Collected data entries
---
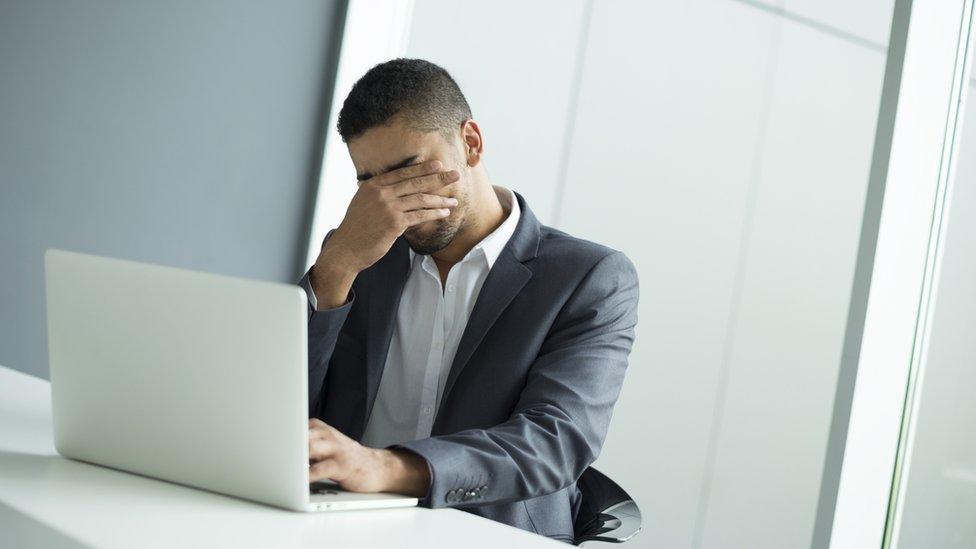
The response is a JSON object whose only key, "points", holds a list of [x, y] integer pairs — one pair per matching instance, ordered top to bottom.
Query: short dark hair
{"points": [[422, 92]]}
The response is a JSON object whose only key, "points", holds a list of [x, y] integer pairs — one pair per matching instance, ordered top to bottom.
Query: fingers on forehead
{"points": [[416, 170]]}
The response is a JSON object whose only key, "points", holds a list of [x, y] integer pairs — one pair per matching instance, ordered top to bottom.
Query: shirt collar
{"points": [[493, 244]]}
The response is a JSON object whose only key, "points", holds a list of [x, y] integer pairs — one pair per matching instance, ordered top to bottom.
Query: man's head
{"points": [[406, 111]]}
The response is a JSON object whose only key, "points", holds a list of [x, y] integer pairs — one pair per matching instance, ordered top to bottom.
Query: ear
{"points": [[472, 142]]}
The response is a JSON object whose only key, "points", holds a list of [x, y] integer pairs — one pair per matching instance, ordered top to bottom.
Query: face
{"points": [[394, 146]]}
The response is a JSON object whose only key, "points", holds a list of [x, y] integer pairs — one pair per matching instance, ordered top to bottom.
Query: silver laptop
{"points": [[189, 377]]}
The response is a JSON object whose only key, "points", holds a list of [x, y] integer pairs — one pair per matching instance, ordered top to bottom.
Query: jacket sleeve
{"points": [[323, 331], [560, 421]]}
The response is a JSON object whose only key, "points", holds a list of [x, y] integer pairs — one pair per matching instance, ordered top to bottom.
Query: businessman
{"points": [[459, 350]]}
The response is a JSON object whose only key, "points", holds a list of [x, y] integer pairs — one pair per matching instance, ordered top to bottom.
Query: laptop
{"points": [[189, 377]]}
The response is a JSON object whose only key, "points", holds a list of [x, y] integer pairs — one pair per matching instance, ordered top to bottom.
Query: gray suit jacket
{"points": [[528, 399]]}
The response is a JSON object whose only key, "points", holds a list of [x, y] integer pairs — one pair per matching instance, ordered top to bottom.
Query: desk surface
{"points": [[44, 496]]}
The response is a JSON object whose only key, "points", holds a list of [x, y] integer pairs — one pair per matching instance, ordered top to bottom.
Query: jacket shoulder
{"points": [[571, 252]]}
---
- [About this task]:
For this exercise, copy the lines from the one that contains "Query: laptop" through the last line of the records, exactly and only those.

- [Exercise output]:
Query: laptop
{"points": [[189, 377]]}
The response is a JSON object whose only key, "points", holds a list of [x, y] integer pairs — one pair per matching instance, ordered top to bottom.
Query: gray suit jacket
{"points": [[528, 399]]}
The response is a JSON object whose only key, "points", holds a list of [x, y] integer pairs — one pair per matching instance, ordered top to bottom.
Query: desk surface
{"points": [[44, 496]]}
The response is a JSON object whose only key, "points", holds a list of [x, y] integer pairs — one pair per matching instance, ordered top to bottom.
Query: jacket shoulder
{"points": [[571, 252]]}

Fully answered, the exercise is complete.